Work required — Copy the entries below verbatim, starting at the first line and ending at the line containing "[0,41,600,400]", with both of those lines included.

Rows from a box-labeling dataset
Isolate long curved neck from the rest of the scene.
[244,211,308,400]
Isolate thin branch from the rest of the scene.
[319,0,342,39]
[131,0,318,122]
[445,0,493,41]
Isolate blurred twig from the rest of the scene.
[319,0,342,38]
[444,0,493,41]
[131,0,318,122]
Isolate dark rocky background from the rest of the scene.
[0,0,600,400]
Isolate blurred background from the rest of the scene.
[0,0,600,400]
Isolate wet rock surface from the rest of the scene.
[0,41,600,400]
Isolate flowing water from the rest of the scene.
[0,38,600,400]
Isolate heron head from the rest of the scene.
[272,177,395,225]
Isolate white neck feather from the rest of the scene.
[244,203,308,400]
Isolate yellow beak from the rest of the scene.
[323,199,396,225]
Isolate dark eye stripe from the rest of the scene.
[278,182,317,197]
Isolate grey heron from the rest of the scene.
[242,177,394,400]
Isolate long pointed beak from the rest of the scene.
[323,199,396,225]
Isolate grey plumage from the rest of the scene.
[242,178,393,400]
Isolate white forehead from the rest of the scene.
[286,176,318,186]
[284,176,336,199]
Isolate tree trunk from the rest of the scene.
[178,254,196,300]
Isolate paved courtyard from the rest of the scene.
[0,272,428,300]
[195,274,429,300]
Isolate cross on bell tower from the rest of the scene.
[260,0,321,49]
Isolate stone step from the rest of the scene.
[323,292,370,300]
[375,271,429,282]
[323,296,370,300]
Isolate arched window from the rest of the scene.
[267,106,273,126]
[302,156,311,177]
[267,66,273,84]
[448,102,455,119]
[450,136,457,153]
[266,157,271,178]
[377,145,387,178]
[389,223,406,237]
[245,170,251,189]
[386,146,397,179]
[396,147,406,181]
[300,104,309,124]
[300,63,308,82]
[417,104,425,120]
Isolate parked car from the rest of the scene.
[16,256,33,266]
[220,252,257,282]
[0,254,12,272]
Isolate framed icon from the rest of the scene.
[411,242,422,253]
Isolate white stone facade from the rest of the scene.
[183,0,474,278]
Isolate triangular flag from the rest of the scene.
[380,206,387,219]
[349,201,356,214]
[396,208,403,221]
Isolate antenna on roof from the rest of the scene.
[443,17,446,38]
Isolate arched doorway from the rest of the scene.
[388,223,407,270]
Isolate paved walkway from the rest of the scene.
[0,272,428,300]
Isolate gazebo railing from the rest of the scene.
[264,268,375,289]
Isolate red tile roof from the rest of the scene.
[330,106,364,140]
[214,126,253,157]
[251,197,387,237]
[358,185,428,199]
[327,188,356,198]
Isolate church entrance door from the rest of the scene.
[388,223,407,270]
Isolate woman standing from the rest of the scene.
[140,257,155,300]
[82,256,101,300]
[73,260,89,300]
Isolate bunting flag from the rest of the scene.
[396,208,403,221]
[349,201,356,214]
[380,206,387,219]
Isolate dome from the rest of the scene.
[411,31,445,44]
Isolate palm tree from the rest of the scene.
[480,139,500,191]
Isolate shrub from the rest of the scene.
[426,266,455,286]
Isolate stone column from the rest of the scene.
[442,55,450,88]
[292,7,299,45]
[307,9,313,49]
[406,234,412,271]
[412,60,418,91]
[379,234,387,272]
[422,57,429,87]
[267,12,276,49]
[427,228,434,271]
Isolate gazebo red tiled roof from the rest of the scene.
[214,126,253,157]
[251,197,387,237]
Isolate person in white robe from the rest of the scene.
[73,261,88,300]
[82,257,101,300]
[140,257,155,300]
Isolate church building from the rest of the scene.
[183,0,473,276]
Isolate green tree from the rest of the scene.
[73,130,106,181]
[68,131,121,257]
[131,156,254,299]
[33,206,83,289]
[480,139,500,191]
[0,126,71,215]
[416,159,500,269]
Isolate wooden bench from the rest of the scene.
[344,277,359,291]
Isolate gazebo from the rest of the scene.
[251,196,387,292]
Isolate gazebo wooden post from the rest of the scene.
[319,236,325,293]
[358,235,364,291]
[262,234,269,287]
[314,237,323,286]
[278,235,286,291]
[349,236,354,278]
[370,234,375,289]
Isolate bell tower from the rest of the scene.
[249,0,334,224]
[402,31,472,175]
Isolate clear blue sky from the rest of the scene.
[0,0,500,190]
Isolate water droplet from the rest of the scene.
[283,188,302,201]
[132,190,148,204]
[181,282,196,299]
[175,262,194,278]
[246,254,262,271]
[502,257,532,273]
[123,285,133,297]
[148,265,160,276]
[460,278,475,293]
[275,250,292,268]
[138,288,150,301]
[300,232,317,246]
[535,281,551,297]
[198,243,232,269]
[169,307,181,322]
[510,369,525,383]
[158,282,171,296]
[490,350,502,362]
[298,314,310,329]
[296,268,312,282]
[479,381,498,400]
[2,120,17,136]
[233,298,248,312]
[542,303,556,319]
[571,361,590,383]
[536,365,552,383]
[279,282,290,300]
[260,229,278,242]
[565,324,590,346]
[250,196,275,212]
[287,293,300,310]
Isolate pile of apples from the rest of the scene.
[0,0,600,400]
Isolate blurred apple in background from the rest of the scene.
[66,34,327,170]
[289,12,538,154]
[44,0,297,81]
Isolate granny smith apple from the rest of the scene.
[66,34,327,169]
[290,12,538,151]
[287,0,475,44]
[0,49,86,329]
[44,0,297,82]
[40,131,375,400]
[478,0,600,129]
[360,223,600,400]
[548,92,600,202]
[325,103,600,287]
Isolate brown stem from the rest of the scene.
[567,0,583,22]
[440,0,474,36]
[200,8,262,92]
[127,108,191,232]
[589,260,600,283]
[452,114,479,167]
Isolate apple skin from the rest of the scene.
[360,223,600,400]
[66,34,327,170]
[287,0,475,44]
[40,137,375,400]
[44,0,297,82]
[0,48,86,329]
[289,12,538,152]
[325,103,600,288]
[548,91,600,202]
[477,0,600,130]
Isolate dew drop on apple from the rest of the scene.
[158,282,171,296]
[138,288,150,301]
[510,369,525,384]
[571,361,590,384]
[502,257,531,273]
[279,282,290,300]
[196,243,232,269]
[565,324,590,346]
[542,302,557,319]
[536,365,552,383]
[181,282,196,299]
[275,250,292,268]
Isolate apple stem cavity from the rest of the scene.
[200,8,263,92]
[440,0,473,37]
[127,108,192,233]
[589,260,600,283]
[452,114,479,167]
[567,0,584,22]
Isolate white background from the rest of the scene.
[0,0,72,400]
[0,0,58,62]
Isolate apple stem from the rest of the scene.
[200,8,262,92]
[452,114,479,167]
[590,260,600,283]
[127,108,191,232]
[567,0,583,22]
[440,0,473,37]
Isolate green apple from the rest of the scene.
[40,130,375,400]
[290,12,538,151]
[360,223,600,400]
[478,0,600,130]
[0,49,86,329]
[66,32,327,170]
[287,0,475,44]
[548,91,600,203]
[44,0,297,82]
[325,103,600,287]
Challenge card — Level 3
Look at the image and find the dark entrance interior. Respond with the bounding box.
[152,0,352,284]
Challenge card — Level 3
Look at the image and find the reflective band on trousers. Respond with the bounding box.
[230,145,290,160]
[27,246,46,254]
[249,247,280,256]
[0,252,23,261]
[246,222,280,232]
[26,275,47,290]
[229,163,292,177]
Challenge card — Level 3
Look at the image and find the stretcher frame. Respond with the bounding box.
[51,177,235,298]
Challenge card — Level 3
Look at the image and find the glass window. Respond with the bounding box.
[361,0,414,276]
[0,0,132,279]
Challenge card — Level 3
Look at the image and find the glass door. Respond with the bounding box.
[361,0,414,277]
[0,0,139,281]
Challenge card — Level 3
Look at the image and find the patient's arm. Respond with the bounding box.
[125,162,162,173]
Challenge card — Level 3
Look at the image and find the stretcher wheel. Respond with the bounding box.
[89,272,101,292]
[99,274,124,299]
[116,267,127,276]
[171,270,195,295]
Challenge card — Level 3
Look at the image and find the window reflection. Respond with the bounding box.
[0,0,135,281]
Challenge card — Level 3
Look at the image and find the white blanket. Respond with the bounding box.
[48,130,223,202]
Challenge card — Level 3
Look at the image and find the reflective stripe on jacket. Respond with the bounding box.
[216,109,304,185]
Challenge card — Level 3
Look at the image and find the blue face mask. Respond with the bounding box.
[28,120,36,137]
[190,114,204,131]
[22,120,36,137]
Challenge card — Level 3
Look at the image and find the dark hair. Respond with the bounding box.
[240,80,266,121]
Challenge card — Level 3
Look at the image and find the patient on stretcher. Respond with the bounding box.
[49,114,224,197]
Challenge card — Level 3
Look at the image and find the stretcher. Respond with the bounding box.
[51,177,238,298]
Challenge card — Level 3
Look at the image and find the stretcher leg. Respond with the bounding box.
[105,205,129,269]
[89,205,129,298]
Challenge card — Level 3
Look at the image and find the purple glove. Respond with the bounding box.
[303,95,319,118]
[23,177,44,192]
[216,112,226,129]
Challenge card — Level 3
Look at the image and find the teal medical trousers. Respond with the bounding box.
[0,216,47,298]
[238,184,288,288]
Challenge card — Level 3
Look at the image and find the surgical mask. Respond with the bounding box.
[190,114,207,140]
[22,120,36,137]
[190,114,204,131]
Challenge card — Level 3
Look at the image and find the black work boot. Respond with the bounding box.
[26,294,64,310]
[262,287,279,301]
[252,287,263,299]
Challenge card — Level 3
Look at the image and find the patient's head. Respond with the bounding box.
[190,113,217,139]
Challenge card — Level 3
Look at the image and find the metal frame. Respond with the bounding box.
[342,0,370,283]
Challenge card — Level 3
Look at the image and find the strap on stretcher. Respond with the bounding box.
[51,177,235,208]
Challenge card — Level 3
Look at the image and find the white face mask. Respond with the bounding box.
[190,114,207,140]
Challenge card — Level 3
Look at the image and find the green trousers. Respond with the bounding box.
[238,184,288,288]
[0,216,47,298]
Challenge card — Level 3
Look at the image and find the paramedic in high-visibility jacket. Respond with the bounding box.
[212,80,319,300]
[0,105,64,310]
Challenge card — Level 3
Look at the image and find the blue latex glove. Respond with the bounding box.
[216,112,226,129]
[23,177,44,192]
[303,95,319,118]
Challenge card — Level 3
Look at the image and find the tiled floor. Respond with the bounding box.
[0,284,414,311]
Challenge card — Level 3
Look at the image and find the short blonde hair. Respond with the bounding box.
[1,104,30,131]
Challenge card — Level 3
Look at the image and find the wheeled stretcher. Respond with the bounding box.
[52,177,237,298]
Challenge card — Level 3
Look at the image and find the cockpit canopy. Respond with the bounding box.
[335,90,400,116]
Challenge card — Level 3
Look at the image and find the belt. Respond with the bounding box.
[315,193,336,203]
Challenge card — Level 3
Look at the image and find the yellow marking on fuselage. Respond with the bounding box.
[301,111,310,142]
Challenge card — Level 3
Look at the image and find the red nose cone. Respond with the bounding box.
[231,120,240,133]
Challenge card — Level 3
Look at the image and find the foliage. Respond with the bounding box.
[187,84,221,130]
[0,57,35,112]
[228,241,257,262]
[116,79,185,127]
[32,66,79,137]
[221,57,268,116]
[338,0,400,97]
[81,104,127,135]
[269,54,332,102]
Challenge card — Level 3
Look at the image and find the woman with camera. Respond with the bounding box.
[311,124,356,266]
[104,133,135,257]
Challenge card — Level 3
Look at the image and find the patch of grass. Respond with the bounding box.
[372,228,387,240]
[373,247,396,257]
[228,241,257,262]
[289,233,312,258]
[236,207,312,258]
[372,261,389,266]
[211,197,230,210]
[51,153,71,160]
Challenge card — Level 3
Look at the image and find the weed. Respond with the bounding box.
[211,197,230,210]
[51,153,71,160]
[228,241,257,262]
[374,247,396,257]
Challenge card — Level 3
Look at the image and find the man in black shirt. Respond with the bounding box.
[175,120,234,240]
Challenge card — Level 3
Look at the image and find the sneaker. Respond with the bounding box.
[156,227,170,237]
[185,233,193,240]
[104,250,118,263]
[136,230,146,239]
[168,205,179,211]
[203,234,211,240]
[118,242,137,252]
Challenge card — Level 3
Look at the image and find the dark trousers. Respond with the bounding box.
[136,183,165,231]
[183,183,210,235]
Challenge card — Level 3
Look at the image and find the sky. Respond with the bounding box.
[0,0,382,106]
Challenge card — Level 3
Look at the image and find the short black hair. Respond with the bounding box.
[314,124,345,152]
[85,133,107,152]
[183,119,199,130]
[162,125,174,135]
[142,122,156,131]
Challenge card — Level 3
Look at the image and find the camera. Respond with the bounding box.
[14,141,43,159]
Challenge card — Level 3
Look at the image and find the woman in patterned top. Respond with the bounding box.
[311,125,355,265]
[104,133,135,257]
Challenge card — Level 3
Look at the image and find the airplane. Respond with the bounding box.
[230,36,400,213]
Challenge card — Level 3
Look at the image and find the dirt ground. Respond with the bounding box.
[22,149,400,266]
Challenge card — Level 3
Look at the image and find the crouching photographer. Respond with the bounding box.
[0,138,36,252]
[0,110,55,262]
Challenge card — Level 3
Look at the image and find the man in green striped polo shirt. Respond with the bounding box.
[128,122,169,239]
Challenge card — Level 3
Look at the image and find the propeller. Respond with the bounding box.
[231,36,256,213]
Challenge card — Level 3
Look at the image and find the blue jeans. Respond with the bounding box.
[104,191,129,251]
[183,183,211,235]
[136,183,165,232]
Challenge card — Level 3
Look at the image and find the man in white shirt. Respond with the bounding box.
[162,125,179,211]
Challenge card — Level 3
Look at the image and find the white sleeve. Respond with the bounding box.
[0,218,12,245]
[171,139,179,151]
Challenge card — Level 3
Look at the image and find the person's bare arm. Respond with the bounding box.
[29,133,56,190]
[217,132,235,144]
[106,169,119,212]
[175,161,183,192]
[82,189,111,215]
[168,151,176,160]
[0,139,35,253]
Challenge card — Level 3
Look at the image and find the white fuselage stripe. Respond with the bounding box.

Finished task —
Isolate long curved neck from the rest of the scene.
[244,211,308,400]
Isolate thin branch from the rest of the scene.
[319,0,342,39]
[131,0,318,122]
[445,0,493,41]
Isolate blurred twig from the rest of the scene.
[319,0,342,38]
[444,0,493,41]
[131,0,318,122]
Isolate dark rocky background from the rest of the scene.
[0,0,600,400]
Isolate blurred background from the rest of the scene.
[0,0,600,400]
Isolate wet rock surface from the rest of the scene.
[0,41,600,400]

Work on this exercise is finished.